Stored data entries
---+---
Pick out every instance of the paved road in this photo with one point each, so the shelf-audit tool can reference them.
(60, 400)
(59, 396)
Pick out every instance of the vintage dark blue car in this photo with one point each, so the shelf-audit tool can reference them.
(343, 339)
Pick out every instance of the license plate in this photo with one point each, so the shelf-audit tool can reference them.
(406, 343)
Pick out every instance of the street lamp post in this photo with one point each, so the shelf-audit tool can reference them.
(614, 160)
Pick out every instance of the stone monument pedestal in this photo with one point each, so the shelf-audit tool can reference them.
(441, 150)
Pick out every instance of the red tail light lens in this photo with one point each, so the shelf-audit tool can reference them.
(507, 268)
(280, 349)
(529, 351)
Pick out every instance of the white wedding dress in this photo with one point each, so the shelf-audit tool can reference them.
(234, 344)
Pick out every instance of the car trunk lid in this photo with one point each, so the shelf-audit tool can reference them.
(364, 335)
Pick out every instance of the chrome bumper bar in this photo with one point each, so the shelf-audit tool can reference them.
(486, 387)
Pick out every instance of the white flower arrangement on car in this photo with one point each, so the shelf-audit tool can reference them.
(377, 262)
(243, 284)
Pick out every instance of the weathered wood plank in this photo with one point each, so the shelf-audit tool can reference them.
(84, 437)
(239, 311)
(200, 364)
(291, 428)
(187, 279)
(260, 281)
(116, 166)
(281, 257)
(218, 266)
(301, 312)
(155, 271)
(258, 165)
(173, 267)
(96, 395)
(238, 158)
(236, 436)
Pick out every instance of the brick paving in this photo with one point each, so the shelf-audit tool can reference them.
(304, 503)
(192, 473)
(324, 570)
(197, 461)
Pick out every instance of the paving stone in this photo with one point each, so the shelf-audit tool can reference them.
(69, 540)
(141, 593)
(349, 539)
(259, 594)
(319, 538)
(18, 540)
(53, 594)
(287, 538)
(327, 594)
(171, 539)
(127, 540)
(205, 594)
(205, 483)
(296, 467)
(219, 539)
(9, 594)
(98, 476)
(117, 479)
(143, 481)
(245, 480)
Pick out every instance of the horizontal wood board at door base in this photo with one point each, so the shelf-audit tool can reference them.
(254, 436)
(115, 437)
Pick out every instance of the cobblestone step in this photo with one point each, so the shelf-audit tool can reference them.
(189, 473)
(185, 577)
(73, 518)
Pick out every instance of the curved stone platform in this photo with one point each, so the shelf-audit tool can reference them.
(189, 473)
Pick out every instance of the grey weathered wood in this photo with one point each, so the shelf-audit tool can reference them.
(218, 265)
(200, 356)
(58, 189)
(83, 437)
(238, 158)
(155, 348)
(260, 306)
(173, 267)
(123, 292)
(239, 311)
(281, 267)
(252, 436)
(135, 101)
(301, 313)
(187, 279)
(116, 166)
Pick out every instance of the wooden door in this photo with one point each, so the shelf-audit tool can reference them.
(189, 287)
---+---
**TASK GOAL**. The lines from the one holding "Pick out every instance of the horizontal" to the last line of the entries, both included: retype them exactly and give nothing else.

**EXERCISE ANSWER**.
Pick out every instance of the horizontal wood board at door base in this photo with one point each, so the shelf-audit tool can reference them.
(254, 436)
(115, 437)
Pick out every instance of the cobblestone step in this photo with one point each, so the shelf-audit tool can reference them.
(189, 473)
(185, 577)
(73, 518)
Pick out every instance of the curved stone platform in this photo with one point each, so the shelf-audit tool can reference them.
(189, 473)
Pick out every instance of the grey weathered wood in this photo with one point each, so the shelf-audit tool can reference them.
(218, 265)
(200, 356)
(58, 189)
(83, 437)
(238, 158)
(155, 348)
(260, 306)
(173, 267)
(123, 292)
(239, 311)
(281, 267)
(252, 436)
(135, 101)
(301, 313)
(187, 279)
(116, 166)
Pick out every instance of the wooden door in this photo with one point each, so the shelf-audit tool can reference them.
(189, 287)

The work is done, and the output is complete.